-- Texte fourni --
※
C’était un rapport qui devait rester inconnu du grand public, avant que la commission d’enquête parlementaire sur Alstom ne découvre son existence. À l’automne 2012, Emmanuel Macron, alors secrétaire général adjoint de l’Élysée, a commandé – sans en parler au ministre – un examen des scénarios visant à faciliter le désengagement de Bouygues dans Alstom. Dès cette date, le démantèlement du groupe industriel est à l’étude. Quel rôle a joué Emmanuel Macron dans cette affaire ? A-t-il défendu les intérêts de Bouygues ou ceux de l’État ?

C’était le 11 mars 2015. Emmanuel Macron, alors ministre de l’économie, intervenait devant la commission des affaires économiques de l’Assemblée nationale pour s’expliquer sur le dossier Alstom. « Le gouvernement a été mis devant le fait accompli », insistait-il pour justifier le rachat précipité des activités énergie du groupe industriel par General Electric (GE). Ce jour-là, Emmanuel Macron a menti.
※
-- Consignes --
• A. Restituez sans rien modifier le passage du texte sur l'affaire Alstom qui commence par « C’était un rapport » et se termine par « de l’État ? ».
• B. Citez toutes les entreprises nommées dans le texte sur l'affaire Alstom.
• C. Rédigez la suite du texte sur l'affaire Alstom, à partir de sa dernière phrase.

Entrées de données enregistrées
※
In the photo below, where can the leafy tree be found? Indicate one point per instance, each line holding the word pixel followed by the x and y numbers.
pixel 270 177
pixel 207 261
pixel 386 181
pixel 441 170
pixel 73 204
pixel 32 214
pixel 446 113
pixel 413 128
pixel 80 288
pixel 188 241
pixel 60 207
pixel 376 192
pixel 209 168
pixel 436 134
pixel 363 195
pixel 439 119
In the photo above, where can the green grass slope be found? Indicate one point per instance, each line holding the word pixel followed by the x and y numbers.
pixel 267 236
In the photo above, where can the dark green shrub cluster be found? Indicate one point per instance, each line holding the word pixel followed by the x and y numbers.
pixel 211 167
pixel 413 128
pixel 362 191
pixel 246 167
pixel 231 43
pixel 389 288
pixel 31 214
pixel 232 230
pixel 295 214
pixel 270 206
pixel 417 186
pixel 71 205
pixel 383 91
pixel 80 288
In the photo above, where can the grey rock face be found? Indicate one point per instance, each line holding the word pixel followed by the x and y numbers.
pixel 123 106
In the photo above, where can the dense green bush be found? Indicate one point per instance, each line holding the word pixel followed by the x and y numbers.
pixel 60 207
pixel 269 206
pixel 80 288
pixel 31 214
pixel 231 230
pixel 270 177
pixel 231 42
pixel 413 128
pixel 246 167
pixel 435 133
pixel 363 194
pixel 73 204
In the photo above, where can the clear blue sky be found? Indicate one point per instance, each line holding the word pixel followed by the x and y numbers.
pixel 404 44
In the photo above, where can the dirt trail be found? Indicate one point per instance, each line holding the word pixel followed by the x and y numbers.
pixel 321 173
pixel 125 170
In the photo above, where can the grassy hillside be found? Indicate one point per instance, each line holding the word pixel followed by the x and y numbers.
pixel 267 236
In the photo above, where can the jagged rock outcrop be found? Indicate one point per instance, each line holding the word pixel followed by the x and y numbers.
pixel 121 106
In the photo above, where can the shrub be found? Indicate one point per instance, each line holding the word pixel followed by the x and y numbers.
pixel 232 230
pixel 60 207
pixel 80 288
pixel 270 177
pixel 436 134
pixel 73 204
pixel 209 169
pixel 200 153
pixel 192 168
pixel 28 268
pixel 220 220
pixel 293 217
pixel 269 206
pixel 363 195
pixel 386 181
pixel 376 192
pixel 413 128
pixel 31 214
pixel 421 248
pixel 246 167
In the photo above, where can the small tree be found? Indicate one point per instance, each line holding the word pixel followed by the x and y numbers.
※
-- Résultats par consigne --
• A.
C’était un rapport qui devait rester inconnu du grand public, avant que la commission d’enquête parlementaire sur Alstom ne découvre son existence. À l’automne 2012, Emmanuel Macron, alors secrétaire général adjoint de l’Élysée, a commandé – sans en parler au ministre – un examen des scénarios visant à faciliter le désengagement de Bouygues dans Alstom. Dès cette date, le démantèlement du groupe industriel est à l’étude. Quel rôle a joué Emmanuel Macron dans cette affaire ? A-t-il défendu les intérêts de Bouygues ou ceux de l’État ?

• B. Alstom, Bouygues, General Electric (GE)

• C.
C’est une des découvertes les plus surprenantes qu’a faites la commission d’enquête parlementaire sur Alstom : Emmanuel Macron, en tant que secrétaire général adjoint de l’Élysée, était averti de longue date des difficultés du groupe Alstom et de la volonté de son principal actionnaire, le groupe Bouygues, d’en sortir. À peine arrivé à l’Élysée, « il avait commandé au cabinet américain AT Kearney un rapport qui fixait déjà dans les grandes lignes le démantèlement du groupe français », écrit le Canard enchaîné du 28 mars, relayant la découverte faite par hasard par les parlementaires de la commission d’enquête.

Ce rapport est resté confidentiel. Une fois remis, il n’a pas été partagé au sein du gouvernement. Il semble même avoir été oublié. Il n’a donné lieu en tout cas à aucune suite : aucune alarme n’a été tirée à temps au sein du pouvoir sur les difficultés rencontrées par Alstom et son actionnaire. Et il semble aujourd’hui bien embarrasser l’Élysée.

Car l’existence même de ce rapport pose question. Quel a été le rôle d’Emmanuel Macron dans cette affaire ? A-t-il validé par avance, sans rien en dire, le schéma proposé dans ce rapport et qui sera suivi à la lettre, qui aboutit aujourd’hui au démantèlement complet d’Alstom et à la reprise de son activité ferroviaire par Siemens, après le rachat de l’activité énergie par GE ? Quel intérêt a-t-il défendu alors, celui de Bouygues ou celui de l’État ?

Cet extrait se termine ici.